BEGIN

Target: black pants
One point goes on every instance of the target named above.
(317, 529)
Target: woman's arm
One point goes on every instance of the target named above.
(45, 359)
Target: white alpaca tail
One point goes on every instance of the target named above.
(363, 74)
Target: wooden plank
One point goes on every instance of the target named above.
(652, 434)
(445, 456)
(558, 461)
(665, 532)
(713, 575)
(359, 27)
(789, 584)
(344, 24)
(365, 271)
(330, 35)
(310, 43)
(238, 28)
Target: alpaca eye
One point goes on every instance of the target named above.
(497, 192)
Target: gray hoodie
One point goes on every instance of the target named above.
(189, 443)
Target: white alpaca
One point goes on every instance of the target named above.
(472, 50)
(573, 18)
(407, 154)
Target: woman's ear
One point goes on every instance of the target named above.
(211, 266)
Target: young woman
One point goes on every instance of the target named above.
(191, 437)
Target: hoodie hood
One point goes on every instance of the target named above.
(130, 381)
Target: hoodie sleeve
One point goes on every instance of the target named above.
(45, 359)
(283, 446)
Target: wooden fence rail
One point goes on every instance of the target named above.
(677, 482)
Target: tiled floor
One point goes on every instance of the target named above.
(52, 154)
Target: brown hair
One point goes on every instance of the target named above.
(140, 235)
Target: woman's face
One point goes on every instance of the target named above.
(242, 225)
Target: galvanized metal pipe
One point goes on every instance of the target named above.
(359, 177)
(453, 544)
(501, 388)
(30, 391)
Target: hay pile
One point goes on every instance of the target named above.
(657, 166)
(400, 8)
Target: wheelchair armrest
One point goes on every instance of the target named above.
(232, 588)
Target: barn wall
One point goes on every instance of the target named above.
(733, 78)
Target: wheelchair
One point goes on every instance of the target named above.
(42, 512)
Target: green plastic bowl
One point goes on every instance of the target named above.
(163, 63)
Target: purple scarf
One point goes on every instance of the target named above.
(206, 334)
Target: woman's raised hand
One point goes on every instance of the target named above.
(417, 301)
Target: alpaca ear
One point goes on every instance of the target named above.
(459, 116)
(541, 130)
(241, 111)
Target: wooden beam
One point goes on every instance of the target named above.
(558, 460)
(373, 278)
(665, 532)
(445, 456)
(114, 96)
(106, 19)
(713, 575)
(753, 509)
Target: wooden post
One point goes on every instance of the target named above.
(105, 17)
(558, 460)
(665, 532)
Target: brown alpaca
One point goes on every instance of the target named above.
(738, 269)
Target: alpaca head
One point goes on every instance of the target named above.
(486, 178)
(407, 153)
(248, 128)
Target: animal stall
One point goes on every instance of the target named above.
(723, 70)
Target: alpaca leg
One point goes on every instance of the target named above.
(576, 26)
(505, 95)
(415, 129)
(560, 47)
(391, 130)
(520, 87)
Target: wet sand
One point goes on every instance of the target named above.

END

§ **PROBLEM REQUIREMENTS**
Will you return exactly the lines above from the one with "Target: wooden post" down to the one with "Target: alpaca leg", counting both as part of the range?

§ **EXPECTED ANSWER**
Target: wooden post
One point goes on every instance of the target named above.
(105, 17)
(558, 460)
(665, 532)
Target: brown alpaca
One point goes on every instance of the target named above.
(738, 269)
Target: alpaca head
One point goes on every instance of the target named above.
(486, 178)
(407, 153)
(248, 128)
Target: animal stall
One point goes on every instance of the target named above.
(723, 70)
Target: alpaca leg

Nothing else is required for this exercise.